Problem: Examine the entries and show every line in which the word "dried" is found.

Referring expression data
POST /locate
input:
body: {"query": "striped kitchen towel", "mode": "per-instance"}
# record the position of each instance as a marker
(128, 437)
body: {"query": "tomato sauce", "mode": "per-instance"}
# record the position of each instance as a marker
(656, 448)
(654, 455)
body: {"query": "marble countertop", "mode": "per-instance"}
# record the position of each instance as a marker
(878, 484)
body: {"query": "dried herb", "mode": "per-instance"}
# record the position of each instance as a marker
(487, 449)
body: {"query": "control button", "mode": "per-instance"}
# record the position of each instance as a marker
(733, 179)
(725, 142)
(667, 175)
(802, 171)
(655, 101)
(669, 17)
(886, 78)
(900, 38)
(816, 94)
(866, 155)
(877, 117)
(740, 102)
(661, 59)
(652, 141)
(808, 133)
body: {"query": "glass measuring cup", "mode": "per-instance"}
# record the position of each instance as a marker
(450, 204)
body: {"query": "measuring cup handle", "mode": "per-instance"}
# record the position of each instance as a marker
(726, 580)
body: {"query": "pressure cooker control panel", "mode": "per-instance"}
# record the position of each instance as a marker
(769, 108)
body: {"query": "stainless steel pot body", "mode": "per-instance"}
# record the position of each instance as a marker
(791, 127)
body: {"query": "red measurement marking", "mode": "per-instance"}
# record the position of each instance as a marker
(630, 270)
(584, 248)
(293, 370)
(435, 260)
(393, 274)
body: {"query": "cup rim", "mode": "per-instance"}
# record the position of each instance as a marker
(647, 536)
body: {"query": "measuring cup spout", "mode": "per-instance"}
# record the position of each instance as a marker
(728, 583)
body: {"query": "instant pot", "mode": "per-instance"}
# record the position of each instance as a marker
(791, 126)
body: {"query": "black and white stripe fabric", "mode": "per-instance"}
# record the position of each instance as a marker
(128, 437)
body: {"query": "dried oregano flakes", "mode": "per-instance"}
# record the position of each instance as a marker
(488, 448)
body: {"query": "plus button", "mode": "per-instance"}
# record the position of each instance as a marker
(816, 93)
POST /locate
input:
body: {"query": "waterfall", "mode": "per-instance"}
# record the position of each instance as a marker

The completed task:
body: {"query": "dried herb", "mode": "per-instance"}
body: {"query": "dried oregano flakes", "mode": "per-instance"}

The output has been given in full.